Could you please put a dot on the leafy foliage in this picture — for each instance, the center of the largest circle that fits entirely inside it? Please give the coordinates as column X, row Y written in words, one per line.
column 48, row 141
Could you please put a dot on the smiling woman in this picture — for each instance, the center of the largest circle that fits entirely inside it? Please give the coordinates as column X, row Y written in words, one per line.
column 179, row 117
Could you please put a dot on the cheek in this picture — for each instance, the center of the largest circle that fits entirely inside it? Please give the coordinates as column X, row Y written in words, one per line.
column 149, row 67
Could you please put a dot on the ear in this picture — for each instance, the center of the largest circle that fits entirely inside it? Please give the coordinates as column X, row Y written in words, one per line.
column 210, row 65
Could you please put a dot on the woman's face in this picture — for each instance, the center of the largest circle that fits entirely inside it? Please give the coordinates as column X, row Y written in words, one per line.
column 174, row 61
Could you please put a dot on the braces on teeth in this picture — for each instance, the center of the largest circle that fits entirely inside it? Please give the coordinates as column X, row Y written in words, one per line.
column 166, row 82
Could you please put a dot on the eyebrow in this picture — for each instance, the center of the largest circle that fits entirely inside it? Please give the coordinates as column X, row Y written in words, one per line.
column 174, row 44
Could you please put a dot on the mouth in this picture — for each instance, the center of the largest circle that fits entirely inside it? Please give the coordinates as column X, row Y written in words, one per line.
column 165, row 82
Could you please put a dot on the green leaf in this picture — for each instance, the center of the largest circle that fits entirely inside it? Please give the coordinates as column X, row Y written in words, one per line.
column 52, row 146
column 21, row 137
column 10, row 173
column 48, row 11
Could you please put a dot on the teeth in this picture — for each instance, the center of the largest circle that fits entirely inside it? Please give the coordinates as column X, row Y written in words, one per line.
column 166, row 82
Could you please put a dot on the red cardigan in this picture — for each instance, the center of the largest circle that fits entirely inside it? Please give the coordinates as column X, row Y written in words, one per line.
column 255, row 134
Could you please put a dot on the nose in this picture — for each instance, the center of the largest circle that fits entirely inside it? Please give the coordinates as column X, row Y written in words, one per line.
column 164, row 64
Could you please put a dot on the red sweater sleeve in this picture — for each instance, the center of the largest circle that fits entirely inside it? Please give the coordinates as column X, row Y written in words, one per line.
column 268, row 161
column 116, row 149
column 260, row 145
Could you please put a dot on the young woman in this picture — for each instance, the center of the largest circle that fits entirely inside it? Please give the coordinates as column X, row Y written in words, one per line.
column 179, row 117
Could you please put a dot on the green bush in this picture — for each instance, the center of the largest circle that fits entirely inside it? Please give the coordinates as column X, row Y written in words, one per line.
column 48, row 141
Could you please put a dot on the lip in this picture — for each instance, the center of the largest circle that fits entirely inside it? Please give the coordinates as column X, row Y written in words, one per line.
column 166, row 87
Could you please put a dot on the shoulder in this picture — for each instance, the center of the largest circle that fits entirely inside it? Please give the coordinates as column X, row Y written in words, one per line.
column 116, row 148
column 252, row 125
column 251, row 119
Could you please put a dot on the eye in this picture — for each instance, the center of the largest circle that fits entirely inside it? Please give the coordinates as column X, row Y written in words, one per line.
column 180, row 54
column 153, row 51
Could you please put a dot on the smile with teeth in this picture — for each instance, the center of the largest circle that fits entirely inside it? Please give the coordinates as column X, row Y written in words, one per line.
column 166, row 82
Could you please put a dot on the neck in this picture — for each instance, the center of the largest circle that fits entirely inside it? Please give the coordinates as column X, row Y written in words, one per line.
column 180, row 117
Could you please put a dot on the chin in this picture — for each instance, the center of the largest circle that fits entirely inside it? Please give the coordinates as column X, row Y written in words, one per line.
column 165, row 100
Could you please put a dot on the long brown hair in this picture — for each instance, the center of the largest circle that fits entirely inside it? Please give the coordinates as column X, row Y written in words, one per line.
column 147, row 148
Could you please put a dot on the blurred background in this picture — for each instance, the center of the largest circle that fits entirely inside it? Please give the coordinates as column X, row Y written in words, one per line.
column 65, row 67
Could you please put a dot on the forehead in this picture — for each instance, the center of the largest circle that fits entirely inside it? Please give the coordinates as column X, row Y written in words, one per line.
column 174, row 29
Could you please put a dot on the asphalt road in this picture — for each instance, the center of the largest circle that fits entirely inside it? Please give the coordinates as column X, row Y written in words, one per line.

# WHAT YOU HAVE TO DO
Print the lines above without any changes, from the line containing "Could you please put a dot on the red sweater" down to the line containing "column 260, row 145", including both of those lines and nothing else.

# FULL SOLUTION
Could you please put a dot on the red sweater sleeve in this picture — for each instance, the center of the largest circle that fits entirely inside it? Please give the coordinates as column X, row Y written in words, one per line.
column 268, row 161
column 116, row 149
column 260, row 145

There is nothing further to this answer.